» **ТЕКСТ СТРАНИЦЫ**:
'''

До Гоголя включительно, – однако же без Тютчева, без Баратынского, зато Рылеев назван «одним из крупнейших деятелей русской поэзии вообще»…
Во-вторых, такой уж это неблагодарный предмет – литература: ни одна горящая свеча не похожа на другую, все факты врозь, просто сосуществуют в каком-то воображаемом времени, подобном романному, – а сюжета не разглядеть.
Как это у Писарева? «Жил-был Нестор, написал летопись; жил-был Кирилл Туровский, написал проповедей много; жил-был Даниил Заточник, написал Слово Даниила Заточника; жил-был Серапион, жил-был, жил-был, и все они жили-были, и все они что-нибудь написали, и всех их очень много…»
Юрий Михайлович Лотман был ученый, что и говорить, настоящий, – но история литературы пока не отыскала ключа к изучаемой ею реальности. Вот и приходится описывать прекрасные тексты – текстом посредственным. Дело не в слоге – у Лотмана как раз очень удовлетворительный слог. Но когда в каждой главе и даже в каждой фразе свой собственный сюжет – сам Дюма-отец и с Прустом вместе не напишут интересно.
То есть один Пруст еще как-нибудь справился бы. Но автор «Трех мушкетеров» непременно пожертвовал бы исторической правдой, лишь бы, согласно правилам беллетристики, ввести какой-нибудь индекс – точнее, индифферент устремлений, общий для всех персонажей. Какое-нибудь ожерелье королевы.
К этому же приему прибегает и советская история русской литературы. В роли королевы – так называемый народ, а ожерелье – само собой, свобода. Мушкетеры волочатся за хорошенькими, дерутся на дуэлях с кем попало, – но ни на минуту не забывают об основном задании.

'''

» **ИНСТРУКЦИИ К ЗАДАНИЯМ**:
a. Что, согласно тексту страницы, играет в советской истории русской литературы роль королевы и что — роль ожерелья?
b. Объясните по тексту страницы, ради чего автор «Трех мушкетеров» непременно пожертвовал бы исторической правдой.

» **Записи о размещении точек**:
'''

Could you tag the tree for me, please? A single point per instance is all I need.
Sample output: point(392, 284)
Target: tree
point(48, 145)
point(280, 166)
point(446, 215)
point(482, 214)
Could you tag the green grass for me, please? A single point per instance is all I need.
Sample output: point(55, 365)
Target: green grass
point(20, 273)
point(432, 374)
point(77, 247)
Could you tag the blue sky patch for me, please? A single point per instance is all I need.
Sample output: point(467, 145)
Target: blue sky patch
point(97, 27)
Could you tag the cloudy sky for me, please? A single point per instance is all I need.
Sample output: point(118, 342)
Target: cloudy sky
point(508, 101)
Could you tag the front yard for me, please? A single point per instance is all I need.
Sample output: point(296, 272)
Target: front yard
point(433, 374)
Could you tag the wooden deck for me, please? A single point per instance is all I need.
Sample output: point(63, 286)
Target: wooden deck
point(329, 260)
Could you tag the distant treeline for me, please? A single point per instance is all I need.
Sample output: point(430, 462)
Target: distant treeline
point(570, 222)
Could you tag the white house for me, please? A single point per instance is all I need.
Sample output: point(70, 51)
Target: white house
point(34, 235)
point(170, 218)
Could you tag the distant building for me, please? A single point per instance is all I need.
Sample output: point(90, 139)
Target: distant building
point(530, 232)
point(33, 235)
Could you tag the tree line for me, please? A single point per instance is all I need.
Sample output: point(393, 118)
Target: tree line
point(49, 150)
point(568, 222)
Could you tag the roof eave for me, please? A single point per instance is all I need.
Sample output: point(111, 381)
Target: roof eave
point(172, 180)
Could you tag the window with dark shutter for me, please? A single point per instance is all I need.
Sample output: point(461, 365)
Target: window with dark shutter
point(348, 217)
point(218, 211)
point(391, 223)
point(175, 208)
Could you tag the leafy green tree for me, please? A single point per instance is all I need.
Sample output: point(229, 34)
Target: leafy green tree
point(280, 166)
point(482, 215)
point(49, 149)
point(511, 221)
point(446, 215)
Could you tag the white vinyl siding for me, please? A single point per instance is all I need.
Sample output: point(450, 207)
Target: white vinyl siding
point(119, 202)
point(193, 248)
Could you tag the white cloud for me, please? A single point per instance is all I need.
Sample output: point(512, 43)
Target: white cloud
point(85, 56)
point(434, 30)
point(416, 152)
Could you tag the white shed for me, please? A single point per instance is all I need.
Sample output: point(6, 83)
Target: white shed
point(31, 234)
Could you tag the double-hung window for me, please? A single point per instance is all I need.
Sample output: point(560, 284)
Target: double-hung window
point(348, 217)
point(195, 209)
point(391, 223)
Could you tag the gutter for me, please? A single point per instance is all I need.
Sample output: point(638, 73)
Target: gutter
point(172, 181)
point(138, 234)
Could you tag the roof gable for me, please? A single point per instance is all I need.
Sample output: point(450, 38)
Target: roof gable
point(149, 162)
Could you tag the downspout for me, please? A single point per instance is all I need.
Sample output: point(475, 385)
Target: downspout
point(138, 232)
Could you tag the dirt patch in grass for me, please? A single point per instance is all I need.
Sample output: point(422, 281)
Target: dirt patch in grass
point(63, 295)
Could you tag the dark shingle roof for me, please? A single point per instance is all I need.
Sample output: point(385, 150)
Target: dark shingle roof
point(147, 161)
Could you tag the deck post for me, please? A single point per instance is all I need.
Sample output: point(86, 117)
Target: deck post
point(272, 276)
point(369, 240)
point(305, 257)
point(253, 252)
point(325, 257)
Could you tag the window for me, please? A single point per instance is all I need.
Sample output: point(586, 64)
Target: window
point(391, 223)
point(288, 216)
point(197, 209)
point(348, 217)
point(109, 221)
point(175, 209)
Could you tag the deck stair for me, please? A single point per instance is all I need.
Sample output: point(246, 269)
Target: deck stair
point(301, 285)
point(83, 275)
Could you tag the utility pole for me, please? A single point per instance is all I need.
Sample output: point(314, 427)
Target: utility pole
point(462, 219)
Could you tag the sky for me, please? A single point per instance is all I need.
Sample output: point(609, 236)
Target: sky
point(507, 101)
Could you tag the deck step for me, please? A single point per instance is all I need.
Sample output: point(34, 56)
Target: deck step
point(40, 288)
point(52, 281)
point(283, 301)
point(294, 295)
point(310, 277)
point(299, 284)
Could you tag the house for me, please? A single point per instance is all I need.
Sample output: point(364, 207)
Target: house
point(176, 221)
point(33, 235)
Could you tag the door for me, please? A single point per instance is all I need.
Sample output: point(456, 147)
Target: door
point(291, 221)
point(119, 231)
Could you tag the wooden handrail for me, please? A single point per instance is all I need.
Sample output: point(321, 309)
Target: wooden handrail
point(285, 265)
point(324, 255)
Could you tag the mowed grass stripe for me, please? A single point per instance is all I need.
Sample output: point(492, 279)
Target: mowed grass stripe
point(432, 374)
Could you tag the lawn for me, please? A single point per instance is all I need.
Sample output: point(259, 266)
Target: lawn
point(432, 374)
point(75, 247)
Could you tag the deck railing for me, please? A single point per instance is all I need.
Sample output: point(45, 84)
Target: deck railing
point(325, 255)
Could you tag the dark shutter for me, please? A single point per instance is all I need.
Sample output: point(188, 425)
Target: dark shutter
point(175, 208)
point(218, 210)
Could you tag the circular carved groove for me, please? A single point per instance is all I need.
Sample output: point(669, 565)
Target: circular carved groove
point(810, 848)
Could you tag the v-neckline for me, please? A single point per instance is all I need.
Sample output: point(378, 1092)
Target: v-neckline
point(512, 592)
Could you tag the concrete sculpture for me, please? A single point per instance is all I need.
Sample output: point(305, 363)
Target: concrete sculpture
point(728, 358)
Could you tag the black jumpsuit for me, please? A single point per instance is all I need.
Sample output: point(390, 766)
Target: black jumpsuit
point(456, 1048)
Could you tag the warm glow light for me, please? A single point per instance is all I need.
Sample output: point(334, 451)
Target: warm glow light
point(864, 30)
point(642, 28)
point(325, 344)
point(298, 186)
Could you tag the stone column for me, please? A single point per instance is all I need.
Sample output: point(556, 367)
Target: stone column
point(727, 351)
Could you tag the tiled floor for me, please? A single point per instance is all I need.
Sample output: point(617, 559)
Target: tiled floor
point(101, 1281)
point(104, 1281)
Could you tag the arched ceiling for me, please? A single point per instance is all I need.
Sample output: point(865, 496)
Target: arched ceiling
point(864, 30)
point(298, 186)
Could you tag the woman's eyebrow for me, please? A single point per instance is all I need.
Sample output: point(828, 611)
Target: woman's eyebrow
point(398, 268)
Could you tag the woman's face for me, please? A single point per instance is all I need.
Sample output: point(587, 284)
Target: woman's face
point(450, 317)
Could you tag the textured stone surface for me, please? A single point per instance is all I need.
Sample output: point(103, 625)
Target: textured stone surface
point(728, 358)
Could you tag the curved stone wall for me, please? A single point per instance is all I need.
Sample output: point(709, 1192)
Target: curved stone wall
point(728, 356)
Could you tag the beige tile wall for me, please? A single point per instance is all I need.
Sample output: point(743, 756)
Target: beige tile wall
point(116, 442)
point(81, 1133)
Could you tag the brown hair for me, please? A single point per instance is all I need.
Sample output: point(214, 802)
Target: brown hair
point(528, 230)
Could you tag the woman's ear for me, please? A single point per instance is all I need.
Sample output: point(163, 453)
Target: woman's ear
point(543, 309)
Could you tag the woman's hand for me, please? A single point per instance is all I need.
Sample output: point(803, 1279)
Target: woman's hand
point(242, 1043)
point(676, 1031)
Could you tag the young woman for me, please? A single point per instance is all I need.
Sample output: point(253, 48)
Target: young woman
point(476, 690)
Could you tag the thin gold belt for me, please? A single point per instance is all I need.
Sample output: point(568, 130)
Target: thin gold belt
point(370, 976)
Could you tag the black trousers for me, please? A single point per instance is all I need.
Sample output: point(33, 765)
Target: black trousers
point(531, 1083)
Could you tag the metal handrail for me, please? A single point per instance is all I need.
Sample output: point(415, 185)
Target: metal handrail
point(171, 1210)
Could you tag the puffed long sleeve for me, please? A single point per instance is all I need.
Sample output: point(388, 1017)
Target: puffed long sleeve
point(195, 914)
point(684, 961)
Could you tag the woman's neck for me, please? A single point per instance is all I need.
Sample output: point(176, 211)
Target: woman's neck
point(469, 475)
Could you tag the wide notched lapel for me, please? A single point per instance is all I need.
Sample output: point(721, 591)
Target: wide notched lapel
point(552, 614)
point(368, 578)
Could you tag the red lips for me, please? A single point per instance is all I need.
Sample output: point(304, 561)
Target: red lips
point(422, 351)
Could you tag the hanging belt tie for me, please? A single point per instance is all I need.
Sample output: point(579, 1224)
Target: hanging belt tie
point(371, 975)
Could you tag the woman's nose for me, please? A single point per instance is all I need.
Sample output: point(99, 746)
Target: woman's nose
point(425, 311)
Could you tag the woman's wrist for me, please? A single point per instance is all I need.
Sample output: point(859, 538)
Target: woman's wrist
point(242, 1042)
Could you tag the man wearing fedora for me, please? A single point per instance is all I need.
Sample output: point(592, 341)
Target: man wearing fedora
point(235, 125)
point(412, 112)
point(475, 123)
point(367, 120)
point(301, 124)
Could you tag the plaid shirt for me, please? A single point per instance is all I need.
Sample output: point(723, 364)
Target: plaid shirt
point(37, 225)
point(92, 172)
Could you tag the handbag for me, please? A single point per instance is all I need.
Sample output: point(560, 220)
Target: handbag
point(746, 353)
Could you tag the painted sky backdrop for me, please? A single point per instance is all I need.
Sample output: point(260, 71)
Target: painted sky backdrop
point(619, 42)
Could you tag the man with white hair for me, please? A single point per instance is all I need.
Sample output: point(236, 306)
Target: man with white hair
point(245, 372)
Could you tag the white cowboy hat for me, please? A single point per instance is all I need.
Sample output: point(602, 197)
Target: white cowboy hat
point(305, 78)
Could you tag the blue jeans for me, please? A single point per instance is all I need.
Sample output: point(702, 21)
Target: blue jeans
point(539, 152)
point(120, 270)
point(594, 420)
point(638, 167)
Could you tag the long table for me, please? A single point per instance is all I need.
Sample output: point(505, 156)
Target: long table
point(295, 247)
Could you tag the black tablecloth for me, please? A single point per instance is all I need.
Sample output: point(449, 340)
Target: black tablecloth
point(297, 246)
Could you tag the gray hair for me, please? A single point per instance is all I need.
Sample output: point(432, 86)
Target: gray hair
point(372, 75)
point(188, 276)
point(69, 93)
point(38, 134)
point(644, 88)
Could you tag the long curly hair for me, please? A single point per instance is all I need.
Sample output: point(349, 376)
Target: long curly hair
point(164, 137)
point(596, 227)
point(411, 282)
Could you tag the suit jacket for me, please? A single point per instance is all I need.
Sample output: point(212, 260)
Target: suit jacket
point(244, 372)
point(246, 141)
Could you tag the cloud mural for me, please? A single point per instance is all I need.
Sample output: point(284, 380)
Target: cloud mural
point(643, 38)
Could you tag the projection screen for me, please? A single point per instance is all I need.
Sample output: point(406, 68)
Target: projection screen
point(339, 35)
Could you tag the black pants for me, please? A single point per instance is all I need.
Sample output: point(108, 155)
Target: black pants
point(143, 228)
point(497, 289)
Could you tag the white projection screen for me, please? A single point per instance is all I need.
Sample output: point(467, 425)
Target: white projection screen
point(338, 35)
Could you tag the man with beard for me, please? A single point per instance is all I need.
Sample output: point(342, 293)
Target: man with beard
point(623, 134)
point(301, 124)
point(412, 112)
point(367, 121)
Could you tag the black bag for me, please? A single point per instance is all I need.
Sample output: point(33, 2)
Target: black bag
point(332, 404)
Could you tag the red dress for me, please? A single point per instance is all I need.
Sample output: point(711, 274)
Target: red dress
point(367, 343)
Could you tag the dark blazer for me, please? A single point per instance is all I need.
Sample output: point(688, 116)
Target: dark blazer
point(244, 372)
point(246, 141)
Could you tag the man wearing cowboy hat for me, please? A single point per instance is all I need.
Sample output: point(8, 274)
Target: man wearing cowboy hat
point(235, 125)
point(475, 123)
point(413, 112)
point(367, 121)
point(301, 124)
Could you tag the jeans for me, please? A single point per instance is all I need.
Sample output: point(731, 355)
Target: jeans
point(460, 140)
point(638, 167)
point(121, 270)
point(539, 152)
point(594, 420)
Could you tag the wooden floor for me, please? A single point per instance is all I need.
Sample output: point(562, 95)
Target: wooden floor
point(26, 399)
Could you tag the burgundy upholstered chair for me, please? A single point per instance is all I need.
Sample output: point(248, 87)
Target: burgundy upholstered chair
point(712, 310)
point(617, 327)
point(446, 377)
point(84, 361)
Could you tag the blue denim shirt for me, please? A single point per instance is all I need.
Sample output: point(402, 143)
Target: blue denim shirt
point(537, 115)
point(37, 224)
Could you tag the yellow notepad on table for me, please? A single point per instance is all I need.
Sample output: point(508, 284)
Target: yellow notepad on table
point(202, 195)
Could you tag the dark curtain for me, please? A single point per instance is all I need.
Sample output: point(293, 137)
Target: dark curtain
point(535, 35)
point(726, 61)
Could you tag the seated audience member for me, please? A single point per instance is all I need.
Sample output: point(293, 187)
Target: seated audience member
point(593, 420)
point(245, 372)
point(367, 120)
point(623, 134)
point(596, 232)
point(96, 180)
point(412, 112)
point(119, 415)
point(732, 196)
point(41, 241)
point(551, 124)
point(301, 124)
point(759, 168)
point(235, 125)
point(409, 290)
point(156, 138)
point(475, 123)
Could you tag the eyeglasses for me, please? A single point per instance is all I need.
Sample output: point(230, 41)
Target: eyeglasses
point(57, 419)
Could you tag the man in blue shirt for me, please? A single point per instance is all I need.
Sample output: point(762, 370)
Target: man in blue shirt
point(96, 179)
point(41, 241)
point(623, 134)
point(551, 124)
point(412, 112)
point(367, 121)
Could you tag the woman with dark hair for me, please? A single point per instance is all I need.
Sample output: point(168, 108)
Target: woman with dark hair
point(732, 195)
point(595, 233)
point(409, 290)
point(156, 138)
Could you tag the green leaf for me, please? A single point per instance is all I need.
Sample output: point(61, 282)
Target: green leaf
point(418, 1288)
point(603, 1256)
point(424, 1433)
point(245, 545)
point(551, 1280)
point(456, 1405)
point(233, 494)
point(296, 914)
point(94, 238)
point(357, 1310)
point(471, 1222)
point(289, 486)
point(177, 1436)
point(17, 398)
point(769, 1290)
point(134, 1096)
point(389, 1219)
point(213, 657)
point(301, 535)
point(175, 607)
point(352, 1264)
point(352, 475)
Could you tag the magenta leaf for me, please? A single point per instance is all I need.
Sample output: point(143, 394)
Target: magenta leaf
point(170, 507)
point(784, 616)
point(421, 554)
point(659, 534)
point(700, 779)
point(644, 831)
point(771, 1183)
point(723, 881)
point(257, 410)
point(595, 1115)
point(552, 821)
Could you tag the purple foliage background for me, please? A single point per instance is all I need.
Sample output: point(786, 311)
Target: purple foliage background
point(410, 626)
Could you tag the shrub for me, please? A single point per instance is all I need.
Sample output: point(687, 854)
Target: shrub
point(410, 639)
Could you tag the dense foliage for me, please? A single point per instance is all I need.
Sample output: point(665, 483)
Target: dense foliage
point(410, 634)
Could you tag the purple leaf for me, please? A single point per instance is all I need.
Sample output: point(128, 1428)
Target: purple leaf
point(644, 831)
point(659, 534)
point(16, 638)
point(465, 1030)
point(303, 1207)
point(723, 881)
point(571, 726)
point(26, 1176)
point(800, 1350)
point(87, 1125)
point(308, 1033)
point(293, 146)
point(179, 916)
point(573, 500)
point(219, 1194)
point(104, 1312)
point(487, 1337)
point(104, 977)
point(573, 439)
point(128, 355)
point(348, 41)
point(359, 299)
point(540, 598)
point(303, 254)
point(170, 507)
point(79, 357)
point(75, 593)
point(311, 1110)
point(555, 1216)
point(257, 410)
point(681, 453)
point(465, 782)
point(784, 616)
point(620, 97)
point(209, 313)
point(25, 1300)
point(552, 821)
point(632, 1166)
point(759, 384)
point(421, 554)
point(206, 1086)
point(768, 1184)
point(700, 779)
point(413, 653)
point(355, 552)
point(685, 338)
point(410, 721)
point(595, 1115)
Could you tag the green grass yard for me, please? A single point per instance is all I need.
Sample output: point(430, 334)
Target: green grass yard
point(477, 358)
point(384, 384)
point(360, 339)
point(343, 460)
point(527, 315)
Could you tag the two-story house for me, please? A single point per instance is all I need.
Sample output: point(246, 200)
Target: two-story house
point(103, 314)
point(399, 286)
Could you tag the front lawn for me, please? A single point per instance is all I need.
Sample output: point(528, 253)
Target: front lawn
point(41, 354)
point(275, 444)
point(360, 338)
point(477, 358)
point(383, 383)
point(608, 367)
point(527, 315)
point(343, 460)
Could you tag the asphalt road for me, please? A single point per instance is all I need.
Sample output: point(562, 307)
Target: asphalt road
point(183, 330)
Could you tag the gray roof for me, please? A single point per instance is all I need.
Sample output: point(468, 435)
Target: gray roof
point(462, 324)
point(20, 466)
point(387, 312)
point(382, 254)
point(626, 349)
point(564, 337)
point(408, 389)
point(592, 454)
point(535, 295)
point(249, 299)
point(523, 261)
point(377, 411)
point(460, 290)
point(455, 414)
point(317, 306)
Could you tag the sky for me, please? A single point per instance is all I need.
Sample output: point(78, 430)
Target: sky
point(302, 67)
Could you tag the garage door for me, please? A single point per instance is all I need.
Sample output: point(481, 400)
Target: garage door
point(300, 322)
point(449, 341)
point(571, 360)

'''

» **СПИСОК ОТВЕТОВ**:
a. Роль королевы играет так называемый народ, а роль ожерелья — свобода.

b. Он сделал бы это, чтобы по правилам беллетристики ввести индекс, точнее индифферент устремлений, общий для всех персонажей. Таким общим стремлением может быть, например, ожерелье королевы.